Material provided:

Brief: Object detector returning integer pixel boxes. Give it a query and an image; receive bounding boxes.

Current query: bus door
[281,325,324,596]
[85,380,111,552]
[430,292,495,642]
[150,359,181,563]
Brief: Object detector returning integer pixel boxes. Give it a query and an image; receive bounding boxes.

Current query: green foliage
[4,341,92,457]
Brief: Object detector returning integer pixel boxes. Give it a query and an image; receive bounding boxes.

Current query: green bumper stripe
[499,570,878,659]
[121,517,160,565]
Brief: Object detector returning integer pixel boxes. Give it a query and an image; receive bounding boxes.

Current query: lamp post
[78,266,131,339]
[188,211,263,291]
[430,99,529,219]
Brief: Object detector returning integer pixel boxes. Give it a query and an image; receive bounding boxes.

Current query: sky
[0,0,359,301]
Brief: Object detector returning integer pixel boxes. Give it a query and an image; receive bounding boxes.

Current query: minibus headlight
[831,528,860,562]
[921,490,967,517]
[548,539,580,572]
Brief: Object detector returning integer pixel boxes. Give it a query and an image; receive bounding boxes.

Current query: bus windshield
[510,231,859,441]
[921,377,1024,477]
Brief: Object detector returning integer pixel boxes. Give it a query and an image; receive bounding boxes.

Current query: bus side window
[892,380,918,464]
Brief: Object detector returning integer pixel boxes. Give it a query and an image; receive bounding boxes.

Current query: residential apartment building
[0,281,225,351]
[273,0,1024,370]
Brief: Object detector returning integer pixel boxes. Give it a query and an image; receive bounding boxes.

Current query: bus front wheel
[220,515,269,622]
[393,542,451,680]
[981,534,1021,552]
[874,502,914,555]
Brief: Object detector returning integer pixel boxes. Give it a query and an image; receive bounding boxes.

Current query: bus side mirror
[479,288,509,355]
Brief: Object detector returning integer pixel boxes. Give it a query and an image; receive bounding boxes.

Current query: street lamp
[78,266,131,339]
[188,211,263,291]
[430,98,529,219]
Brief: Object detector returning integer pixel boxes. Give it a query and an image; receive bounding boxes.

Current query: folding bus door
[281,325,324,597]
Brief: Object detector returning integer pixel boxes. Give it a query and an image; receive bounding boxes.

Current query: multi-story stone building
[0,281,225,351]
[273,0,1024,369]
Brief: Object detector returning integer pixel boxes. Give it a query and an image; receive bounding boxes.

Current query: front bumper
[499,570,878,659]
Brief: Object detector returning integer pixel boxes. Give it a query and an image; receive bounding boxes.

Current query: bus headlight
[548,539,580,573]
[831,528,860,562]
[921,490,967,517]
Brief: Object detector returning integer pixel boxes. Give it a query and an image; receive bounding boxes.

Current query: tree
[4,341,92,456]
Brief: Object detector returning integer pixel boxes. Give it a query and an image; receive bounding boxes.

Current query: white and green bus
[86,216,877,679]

Task details:
Please repeat everything from the start of the records down to the line containing "[0,0,359,301]", replacing "lamp post" with "light pole" and keeping everything else the same.

Answer to the exercise:
Brief: Object detector returning integer pixel boxes. Give it a query and an image; receive bounding boxes.

Current query: bus door
[281,325,324,596]
[85,380,111,552]
[430,292,495,642]
[150,359,181,563]
Brief: Object detector returning integer pixel boxes. Give it a query and an image; receive bounding boxes.

Current query: green foliage
[4,341,92,457]
Brief: Object detector returning integer pixel boxes. Give it a query and an image; receive bounding boxes.

Current query: green bumper stripe
[499,570,878,659]
[121,517,160,565]
Brief: Object detector returning integer pixel boxes. Give it a query and an image; receive bounding boxes.

Current query: light pole
[78,266,131,339]
[188,211,263,291]
[430,99,529,219]
Brief: Object detector returning integer pixel boxes. Give it a query and an image; receive bounding boxes.

Current query: sky
[0,0,359,301]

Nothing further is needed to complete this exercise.